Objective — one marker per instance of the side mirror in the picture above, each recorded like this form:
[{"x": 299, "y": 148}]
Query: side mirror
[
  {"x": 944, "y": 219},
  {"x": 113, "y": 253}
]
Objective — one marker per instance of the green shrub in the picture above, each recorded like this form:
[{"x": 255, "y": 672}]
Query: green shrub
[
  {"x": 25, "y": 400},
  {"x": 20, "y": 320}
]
...
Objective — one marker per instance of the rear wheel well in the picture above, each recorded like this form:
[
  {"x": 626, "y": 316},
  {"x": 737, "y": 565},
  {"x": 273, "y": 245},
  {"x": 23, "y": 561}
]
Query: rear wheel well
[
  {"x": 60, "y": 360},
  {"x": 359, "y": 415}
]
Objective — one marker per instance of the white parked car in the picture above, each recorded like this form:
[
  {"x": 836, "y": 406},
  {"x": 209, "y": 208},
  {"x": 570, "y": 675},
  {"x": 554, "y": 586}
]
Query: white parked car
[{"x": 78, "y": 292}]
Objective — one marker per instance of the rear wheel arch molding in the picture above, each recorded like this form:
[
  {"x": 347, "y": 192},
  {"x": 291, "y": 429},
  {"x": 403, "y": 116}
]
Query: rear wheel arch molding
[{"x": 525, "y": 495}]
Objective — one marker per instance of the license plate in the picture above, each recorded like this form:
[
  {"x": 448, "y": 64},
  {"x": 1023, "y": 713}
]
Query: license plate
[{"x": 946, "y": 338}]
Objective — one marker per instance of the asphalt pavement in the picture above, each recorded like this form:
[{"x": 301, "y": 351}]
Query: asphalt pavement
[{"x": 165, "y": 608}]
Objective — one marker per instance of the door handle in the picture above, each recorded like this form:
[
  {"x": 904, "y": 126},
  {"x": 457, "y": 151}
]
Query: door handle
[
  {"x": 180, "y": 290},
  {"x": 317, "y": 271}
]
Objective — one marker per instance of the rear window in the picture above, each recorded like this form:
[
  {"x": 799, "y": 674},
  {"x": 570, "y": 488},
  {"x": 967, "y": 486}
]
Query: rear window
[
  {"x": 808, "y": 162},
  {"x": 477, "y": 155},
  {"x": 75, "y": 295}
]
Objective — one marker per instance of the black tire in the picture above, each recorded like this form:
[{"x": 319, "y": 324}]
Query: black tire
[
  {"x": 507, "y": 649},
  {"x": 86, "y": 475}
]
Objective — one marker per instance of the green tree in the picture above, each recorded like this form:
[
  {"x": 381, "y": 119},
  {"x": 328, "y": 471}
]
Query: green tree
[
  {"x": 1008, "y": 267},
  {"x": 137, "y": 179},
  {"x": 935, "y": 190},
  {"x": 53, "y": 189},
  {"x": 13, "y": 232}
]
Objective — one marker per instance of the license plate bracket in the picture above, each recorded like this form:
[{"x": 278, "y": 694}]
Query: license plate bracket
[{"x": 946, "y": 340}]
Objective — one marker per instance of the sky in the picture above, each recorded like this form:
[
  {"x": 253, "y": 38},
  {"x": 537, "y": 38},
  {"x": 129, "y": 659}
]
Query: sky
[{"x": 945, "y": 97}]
==
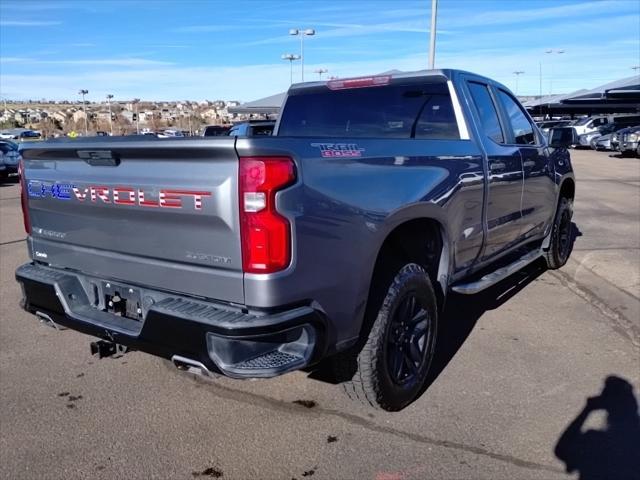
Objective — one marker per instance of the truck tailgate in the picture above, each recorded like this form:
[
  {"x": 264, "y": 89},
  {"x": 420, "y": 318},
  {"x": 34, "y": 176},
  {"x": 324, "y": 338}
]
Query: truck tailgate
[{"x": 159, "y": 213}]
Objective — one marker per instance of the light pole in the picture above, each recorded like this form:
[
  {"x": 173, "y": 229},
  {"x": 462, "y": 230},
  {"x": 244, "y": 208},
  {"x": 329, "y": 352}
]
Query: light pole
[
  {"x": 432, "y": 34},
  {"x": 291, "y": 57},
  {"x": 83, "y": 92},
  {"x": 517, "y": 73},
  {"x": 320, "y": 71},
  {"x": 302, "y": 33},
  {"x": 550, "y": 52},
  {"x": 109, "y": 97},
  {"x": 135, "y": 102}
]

# Exercise aim:
Look above for the line containing "Objective — one marker per instance of the side". Output from there through the line containing "Objective — one marker per instance of the green shrub", exactly and inclusively.

# Solved exercise:
Objective — one marker per instance of the side mirror in the picture above, each recorded like this form:
[{"x": 299, "y": 148}]
Query: side mirror
[
  {"x": 944, "y": 219},
  {"x": 113, "y": 253}
]
Objective — one marker per instance of the green shrub in the picture above, each recorded like this form:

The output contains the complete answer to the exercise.